Task to carry out:
Where does the word "plaid" show up in the data? Please find each such line and copy it.

Extracted records:
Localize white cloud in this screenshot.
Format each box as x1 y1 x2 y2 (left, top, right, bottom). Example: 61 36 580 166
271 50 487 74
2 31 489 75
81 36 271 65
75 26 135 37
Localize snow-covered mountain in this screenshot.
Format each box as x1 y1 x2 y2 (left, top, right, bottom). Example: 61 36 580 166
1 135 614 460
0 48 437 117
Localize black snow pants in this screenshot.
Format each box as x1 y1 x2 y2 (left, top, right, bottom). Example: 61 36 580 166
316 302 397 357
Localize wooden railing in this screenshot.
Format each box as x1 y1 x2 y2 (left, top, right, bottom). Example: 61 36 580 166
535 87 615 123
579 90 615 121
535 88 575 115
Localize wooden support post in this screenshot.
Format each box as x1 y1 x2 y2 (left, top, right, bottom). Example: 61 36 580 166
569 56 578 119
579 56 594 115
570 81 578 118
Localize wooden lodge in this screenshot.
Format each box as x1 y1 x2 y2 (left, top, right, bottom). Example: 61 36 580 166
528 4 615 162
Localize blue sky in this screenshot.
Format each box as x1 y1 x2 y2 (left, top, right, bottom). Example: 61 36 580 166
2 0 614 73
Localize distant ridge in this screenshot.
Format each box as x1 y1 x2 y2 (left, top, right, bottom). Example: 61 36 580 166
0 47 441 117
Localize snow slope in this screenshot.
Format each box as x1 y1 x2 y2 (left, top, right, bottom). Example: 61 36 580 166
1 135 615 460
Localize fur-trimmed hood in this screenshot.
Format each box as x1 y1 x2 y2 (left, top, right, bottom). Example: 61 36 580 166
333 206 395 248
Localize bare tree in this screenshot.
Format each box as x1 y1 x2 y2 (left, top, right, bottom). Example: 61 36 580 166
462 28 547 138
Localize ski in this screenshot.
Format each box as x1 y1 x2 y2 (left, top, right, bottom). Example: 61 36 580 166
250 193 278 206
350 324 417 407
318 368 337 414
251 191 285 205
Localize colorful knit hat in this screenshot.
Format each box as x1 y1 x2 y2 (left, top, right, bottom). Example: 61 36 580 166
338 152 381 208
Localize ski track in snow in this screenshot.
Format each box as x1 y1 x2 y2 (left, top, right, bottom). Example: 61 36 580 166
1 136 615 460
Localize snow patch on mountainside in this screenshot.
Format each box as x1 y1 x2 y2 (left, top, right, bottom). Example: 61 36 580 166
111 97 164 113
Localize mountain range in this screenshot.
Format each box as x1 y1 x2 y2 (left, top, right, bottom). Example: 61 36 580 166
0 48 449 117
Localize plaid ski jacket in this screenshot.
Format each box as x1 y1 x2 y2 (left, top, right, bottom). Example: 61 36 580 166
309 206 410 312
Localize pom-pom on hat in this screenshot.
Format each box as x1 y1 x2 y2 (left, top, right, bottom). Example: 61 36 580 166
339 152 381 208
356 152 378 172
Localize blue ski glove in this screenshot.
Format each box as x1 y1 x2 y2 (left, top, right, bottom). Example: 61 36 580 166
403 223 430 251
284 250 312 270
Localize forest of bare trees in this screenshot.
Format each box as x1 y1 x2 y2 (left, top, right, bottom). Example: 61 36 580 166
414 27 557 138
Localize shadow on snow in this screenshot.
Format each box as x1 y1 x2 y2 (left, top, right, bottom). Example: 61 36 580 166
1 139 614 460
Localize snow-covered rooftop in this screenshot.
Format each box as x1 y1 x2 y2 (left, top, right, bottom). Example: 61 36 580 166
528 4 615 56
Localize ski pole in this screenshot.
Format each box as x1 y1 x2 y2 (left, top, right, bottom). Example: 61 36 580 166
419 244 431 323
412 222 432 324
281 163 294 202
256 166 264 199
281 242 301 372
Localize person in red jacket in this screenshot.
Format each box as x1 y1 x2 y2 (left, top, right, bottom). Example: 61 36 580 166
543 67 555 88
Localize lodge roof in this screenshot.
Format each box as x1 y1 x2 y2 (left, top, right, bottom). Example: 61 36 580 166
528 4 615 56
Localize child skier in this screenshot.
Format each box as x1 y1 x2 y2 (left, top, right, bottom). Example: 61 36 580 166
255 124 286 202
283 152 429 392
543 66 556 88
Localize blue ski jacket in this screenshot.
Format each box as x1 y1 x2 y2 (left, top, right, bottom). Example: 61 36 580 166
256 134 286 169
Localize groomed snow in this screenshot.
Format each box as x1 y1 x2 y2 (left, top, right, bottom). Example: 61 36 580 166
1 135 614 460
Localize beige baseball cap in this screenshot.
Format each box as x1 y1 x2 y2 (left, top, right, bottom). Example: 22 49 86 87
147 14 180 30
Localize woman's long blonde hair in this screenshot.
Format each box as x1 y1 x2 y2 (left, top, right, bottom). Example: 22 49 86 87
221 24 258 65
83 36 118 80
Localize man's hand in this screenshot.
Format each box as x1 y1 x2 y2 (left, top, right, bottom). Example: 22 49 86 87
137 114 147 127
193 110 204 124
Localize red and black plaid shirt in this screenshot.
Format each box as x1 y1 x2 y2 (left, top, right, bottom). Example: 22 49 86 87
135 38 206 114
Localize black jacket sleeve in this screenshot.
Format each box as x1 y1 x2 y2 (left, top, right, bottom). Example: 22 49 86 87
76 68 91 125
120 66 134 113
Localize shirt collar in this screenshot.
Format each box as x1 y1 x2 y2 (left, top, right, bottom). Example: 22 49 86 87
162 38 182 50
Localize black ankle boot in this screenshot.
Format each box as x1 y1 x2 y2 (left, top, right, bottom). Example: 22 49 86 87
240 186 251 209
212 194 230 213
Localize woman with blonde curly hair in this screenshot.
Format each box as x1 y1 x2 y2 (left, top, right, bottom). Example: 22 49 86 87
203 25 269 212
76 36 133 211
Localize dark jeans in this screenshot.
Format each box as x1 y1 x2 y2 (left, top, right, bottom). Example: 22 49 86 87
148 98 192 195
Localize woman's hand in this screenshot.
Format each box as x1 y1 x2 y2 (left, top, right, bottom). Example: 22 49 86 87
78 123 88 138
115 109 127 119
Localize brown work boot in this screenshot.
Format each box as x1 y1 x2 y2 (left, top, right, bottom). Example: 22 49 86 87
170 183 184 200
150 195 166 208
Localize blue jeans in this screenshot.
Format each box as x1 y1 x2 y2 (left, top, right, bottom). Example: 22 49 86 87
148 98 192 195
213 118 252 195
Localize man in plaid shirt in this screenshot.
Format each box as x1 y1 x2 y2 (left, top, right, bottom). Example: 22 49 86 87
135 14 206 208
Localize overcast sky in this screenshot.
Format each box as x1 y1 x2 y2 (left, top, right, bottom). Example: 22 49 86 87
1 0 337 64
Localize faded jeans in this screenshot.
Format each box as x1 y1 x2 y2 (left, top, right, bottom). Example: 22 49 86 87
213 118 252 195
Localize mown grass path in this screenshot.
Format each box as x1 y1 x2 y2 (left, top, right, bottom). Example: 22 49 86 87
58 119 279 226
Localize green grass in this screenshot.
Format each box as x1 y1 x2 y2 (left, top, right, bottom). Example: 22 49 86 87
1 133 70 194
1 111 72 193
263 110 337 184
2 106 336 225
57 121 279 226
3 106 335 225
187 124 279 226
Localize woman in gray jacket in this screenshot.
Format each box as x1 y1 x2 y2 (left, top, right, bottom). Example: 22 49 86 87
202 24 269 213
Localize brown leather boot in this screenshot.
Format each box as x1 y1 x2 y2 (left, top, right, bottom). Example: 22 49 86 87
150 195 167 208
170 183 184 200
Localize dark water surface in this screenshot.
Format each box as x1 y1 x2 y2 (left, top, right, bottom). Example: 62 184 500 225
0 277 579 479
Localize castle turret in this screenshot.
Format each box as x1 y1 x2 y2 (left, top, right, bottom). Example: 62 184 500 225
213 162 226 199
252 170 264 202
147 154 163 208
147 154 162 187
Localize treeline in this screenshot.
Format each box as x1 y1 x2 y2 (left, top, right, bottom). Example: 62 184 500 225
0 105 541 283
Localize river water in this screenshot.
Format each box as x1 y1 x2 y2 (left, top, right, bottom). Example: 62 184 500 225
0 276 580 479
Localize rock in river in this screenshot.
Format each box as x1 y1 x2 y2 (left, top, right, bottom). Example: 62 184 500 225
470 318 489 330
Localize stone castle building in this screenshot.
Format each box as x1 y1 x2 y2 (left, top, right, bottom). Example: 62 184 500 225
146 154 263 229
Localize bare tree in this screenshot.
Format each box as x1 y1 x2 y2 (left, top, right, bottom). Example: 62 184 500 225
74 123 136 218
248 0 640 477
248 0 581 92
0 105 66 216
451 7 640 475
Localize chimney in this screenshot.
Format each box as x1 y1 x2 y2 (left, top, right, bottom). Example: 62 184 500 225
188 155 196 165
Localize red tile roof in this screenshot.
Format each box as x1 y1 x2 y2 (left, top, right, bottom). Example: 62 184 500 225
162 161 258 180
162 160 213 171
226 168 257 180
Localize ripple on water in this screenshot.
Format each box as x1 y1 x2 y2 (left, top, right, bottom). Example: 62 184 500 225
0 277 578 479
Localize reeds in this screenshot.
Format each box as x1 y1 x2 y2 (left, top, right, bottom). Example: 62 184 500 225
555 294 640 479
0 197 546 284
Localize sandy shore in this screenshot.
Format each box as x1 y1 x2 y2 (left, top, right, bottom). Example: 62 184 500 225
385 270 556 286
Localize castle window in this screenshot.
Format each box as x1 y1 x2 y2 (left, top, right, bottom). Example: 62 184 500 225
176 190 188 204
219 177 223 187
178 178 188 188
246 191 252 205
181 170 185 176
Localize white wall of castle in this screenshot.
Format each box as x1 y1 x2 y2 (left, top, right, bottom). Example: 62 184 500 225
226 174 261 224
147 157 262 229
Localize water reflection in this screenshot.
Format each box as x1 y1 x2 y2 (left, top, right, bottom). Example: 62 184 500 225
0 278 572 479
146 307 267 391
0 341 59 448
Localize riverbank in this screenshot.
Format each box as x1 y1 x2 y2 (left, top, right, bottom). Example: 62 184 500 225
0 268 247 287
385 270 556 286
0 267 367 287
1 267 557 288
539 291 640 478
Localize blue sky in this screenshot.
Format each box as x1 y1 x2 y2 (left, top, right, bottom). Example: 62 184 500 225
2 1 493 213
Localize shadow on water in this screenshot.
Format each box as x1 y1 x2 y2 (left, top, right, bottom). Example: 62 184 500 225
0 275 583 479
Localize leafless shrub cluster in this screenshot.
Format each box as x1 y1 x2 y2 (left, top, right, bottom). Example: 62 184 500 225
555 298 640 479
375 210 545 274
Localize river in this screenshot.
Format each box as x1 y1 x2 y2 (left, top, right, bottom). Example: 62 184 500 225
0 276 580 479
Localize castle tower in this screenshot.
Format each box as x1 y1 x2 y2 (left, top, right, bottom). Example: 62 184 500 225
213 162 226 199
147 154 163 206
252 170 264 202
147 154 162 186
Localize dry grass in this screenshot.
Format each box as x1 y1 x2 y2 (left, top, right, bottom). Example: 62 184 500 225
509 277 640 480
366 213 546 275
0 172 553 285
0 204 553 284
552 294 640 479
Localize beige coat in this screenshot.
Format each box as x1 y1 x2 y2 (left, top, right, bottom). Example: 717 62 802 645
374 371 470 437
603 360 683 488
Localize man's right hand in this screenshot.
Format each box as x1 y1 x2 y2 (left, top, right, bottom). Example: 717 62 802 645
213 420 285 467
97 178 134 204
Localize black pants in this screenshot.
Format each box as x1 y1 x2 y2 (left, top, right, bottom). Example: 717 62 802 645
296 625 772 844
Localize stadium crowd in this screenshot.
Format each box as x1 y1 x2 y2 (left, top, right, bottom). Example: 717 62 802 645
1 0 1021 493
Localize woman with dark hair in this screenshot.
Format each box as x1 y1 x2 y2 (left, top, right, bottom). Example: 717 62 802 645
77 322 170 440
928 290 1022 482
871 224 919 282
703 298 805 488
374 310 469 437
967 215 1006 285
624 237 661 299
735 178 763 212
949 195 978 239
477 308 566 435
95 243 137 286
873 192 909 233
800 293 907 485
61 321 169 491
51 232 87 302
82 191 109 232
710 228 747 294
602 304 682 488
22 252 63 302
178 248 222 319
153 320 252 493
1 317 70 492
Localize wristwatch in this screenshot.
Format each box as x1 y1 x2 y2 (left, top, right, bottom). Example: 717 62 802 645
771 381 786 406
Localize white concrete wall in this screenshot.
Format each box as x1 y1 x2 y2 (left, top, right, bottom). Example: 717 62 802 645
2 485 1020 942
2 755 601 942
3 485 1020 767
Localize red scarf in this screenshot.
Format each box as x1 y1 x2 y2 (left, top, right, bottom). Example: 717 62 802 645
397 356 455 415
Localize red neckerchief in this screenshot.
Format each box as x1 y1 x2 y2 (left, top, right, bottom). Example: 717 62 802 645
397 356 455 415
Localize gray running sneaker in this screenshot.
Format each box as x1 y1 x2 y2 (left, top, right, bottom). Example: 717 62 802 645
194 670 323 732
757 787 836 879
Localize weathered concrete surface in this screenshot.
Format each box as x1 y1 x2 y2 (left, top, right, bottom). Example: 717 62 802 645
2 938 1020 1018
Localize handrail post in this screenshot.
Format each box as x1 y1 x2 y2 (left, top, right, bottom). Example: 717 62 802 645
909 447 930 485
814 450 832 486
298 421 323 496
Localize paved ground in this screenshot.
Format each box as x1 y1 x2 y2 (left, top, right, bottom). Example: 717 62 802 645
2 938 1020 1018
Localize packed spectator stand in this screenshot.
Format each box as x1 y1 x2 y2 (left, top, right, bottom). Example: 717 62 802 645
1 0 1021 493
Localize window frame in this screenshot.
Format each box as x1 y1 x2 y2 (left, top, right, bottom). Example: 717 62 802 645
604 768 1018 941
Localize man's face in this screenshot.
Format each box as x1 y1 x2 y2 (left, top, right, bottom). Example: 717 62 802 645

Solution to the exercise:
Localize plaid ski jacket in this screenshot.
Localize red and black plaid shirt in this screenshot.
Localize man in plaid shirt in this screenshot.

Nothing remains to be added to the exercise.